Records taken from a data source:
= = = = =

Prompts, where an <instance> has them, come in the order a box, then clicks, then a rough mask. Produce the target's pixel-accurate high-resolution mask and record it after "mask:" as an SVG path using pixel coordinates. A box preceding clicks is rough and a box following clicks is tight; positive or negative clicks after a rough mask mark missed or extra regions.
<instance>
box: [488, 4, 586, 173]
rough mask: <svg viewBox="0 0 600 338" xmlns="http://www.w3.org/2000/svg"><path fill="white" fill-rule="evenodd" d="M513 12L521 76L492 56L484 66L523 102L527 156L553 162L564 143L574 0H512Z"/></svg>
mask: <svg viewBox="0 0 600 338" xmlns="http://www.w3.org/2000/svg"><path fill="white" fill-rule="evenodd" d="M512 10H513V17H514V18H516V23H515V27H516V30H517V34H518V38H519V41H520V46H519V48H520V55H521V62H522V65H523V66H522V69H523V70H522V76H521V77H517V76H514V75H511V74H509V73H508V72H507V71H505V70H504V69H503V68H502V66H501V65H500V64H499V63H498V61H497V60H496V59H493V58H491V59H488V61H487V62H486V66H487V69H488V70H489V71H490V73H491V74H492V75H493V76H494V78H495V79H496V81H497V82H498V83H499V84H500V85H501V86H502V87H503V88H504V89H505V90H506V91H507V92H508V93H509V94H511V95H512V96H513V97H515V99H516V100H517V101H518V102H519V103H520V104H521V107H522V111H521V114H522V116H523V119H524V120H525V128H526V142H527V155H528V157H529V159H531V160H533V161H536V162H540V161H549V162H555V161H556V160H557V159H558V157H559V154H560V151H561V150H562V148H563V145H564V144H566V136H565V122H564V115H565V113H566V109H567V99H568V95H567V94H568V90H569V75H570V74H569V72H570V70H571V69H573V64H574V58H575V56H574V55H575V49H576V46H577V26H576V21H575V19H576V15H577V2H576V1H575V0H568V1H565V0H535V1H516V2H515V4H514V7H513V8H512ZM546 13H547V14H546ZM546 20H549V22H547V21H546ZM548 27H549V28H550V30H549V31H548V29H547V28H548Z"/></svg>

= = = = =

Identify each line in the listing above that contains the string "instance", and copy those lines out in full.

Prompts, where an <instance> has them, come in the order a box, then clicks, then a rough mask. Produce the target's pixel-accurate high-resolution mask and record it after "mask:" as an SVG path using pixel coordinates. A box preceding clicks is rough and a box following clicks is tight; positive or negative clicks after a rough mask mark missed or extra regions.
<instance>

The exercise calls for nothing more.